**TASK DESCRIPTION**
Output every record below exactly as it appears.

(ENTRIES SHOWN)

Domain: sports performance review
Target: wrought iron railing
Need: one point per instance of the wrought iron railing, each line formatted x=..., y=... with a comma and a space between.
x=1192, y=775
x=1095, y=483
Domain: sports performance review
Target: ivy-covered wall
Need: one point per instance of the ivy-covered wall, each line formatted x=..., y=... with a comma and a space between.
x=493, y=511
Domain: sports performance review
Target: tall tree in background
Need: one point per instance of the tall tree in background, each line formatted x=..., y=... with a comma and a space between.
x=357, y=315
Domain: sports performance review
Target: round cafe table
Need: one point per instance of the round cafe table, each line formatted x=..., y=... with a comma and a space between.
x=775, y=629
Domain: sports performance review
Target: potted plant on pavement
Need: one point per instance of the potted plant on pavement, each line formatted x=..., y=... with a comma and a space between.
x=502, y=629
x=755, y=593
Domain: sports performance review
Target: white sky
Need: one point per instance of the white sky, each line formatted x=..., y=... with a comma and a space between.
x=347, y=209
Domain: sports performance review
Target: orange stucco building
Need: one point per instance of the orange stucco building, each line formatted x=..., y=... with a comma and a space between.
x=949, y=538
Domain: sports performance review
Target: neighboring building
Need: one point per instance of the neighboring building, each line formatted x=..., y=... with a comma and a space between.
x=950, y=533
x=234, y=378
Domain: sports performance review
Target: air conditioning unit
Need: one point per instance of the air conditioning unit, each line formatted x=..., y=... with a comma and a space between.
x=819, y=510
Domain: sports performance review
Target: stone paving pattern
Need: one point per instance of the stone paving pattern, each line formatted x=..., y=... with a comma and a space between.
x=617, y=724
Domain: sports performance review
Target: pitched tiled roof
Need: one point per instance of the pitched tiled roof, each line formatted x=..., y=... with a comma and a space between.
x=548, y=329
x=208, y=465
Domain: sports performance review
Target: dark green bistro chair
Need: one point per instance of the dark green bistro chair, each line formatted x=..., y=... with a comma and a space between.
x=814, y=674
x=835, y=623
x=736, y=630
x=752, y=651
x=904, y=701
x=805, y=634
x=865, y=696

(End ENTRIES SHOWN)

**YOUR RESPONSE**
Domain: sports performance review
Target: wrought iron railing
Need: one point per instance of the wrought iron railing, each line formatted x=..., y=... with a comma and a space between.
x=1192, y=775
x=1095, y=483
Domain: sports performance review
Target: ivy-covered wall
Need: one point per instance of the ivy-covered wall, each line formatted x=..., y=... with a comma and a space between.
x=493, y=511
Domain: sports performance review
Target: tall tree in background
Need: one point per instance of the tall tree in background, each line formatted x=..., y=... with a comma and a space between.
x=357, y=315
Domain: sports performance review
Target: round cafe table
Need: one point per instance of the round cafe table, each line formatted x=..., y=... with a comma and a space between.
x=775, y=629
Domain: sports performance review
Target: potted plant on pavement
Need: one point per instance of the potted plant on pavement, each line formatted x=..., y=... with a comma and a space between.
x=502, y=629
x=755, y=593
Domain: sports performance review
Target: white sky
Need: one point per instance of the white sky, each line formatted x=..., y=... with a comma and a space between.
x=347, y=209
Domain: sports performance review
Target: orange stucco building
Need: one point per instance of the orange stucco building, each line formatted x=..., y=... with a comma and a space between.
x=949, y=538
Domain: sports performance review
Target: neighboring building
Need: one point per instance of the neighboring building, each line formatted x=..., y=... with a comma and a space between.
x=950, y=533
x=234, y=378
Domain: sports performance review
Target: air conditioning unit
Need: one point per instance of the air conditioning unit, each line formatted x=..., y=... with a comma and a space between.
x=819, y=510
Domain: sports performance review
Target: stone paving pattern
Need: one point per instance of the stone paving pattern, each line formatted x=..., y=... with a comma and a space between.
x=617, y=724
Domain: sports performance review
Target: pitched tiled roof
Need: one point per instance of the pitched tiled roof, each line formatted x=..., y=... with a comma and a space between.
x=548, y=329
x=208, y=465
Domain: sports performance review
Target: dark green bistro chair
Need: one point per instance of the dark green bistro chair, each line formatted x=..., y=... with a comma and a space between.
x=814, y=674
x=835, y=623
x=736, y=630
x=752, y=651
x=904, y=701
x=805, y=634
x=865, y=696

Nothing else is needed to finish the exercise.